• _Extrait du texte_
*****

Que ce soit la politique des cycles, la pédagogie différenciée, la démarche scientifique, le postulat d'éducabilité, la prise en compte des conceptions initiales des élèves, le travail par groupe de besoins ou individualisé, la remédiation ou l'évaluation formative, on voit que tout cela réclame encore et toujours plus aux acteurs de l'éducation pour une amélioration des apprentissages.
Qui osera dire que l'on est là en plein délire infantilisant ou dans une régression puérile ? Parmi tous les détracteurs si répandus, combien ont essayé et réussi la mise en place de telles pratiques ? Et si cela ne leur convient pas, qu'ont-ils d'autre à proposer que leurs monologues nombrilistes ?

*****

• _Items présentés_
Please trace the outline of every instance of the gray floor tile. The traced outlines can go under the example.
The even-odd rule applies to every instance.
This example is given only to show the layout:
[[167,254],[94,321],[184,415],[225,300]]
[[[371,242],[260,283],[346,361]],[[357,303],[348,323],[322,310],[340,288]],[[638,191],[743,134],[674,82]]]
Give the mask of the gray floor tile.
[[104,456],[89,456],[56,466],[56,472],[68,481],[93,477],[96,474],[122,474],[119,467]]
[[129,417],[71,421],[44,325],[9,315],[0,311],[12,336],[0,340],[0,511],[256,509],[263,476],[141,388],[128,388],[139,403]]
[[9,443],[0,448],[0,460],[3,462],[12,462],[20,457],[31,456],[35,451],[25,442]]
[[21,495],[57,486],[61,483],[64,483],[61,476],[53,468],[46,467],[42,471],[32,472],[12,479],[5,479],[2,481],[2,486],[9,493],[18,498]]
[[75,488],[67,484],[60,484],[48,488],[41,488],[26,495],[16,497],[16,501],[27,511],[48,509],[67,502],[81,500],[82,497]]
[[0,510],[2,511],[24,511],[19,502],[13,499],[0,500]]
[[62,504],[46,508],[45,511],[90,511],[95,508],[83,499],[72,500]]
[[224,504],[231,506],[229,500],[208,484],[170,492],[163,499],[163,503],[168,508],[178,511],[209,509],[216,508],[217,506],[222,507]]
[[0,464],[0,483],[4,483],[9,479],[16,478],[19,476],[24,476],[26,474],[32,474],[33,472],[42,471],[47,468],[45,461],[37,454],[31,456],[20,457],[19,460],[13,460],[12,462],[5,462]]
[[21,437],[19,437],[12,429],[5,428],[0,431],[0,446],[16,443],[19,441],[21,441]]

*****

Restituez mot pour mot l'intégralité de l'extrait du texte sur les pratiques pédagogiques.

Que ce soit la politique des cycles, la pédagogie différenciée, la démarche scientifique, le postulat d'éducabilité, la prise en compte des conceptions initiales des élèves, le travail par groupe de besoins ou individualisé, la remédiation ou l'évaluation formative, on voit que tout cela réclame encore et toujours plus aux acteurs de l'éducation pour une amélioration des apprentissages.
Qui osera dire que l'on est là en plein délire infantilisant ou dans une régression puérile ? Parmi tous les détracteurs si répandus, combien ont essayé et réussi la mise en place de telles pratiques ? Et si cela ne leur convient pas, qu'ont-ils d'autre à proposer que leurs monologues nombrilistes ?